* _YOUR OBJECTIVE_
Reproduce the data that follows in its entirety, character for character.

━━━ DATA LISTING ━━━

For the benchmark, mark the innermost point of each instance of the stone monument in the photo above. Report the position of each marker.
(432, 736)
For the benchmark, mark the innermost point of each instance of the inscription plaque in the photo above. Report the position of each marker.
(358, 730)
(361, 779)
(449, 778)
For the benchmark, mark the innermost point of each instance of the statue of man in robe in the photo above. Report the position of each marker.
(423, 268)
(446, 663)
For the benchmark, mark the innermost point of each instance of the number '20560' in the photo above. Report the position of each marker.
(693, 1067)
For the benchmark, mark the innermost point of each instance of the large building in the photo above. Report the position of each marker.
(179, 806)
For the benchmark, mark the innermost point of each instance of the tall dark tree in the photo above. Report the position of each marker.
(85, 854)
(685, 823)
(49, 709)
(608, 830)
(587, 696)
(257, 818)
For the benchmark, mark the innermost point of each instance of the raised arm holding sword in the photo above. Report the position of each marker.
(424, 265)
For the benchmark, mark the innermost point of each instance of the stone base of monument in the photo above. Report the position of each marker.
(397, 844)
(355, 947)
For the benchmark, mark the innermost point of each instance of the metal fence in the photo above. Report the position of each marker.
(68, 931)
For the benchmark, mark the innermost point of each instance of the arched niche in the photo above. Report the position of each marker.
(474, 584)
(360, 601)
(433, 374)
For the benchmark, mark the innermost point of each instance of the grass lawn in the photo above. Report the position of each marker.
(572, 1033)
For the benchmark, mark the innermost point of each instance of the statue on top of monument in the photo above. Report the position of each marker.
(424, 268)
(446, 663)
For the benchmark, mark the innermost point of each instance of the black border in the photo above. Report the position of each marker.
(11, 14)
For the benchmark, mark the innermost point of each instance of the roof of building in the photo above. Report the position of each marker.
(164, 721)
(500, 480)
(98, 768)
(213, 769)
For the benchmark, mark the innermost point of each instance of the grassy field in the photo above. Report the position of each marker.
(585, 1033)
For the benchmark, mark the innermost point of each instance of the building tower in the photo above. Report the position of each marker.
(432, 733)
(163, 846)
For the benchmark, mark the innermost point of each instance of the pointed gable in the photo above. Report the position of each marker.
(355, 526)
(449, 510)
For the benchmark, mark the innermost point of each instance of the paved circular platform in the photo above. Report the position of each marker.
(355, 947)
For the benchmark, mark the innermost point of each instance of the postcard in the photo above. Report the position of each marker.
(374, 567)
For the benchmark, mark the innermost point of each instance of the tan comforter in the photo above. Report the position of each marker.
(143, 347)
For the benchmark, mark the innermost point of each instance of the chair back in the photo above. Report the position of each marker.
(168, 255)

━━━

* _ANSWER TO THE EXERCISE_
For the benchmark, mark the innermost point of each instance of the stone monument in the photo above. Report the position of each marker.
(432, 736)
For the benchmark, mark the innermost point of each instance of the inscription plaque in the photo above. Report the position of each marker.
(358, 730)
(361, 779)
(449, 778)
For the benchmark, mark the innermost point of each instance of the statue of man in robe in the photo above. Report the position of each marker.
(423, 268)
(446, 663)
For the benchmark, mark the innermost point of each instance of the number '20560' in the photo above. Report the position of each marker.
(693, 1067)
For the benchmark, mark the innermost point of each instance of the large building in the photo above. Report the position of each marker.
(179, 806)
For the benchmark, mark the innermost point of each instance of the tall dark tree in the photo above. Report the position of each marker.
(85, 854)
(685, 823)
(49, 709)
(608, 830)
(587, 696)
(257, 818)
For the benchmark, mark the innermost point of each instance of the raised arm holding sword in the photo above. Report the position of each marker.
(424, 265)
For the benchmark, mark the innermost point of each instance of the stone base of monument in the photo above. Report the position of each marker.
(397, 844)
(355, 947)
For the benchmark, mark the innermost point of each instance of the metal fence in the photo above. Report the position of each marker.
(68, 931)
For the benchmark, mark the innermost point of each instance of the arched niche in the photo above. Report the position of each marker.
(474, 584)
(360, 601)
(433, 374)
For the benchmark, mark the innermost point of each instance of the grass lawn in the photo above. Report the position of each marker.
(572, 1033)
For the benchmark, mark the innermost point of each instance of the statue on top of monument in the photo above. Report the position of each marker.
(424, 268)
(446, 663)
For the benchmark, mark the innermost point of each instance of the black border in the photo above. Report the position of each marker.
(11, 14)
For the benchmark, mark the innermost point of each instance of the roof of building in the photo above. Report the position of each marker.
(164, 721)
(500, 480)
(98, 768)
(213, 769)
For the benchmark, mark the innermost point of each instance of the grassy field in the photo above. Report the position of each marker.
(585, 1033)
For the benchmark, mark the innermost point of each instance of the building tower in the photo above. Report the position of each marker.
(432, 733)
(163, 846)
For the benchmark, mark the innermost point of each instance of the pointed gable in the photo above. Report the position of each marker.
(355, 526)
(449, 510)
For the benchmark, mark the innermost point of each instance of the paved circular platform in the photo above. Report the position of each marker.
(355, 947)
For the benchmark, mark the innermost point of each instance of the postcard in the photo above. Report the position of each marker.
(374, 567)
For the benchmark, mark the innermost point of each instance of the tan comforter in the photo above. Report the position of each marker.
(143, 347)
For the benchmark, mark the innermost point of each instance of the chair back in the photo above. Report the position of each marker.
(168, 255)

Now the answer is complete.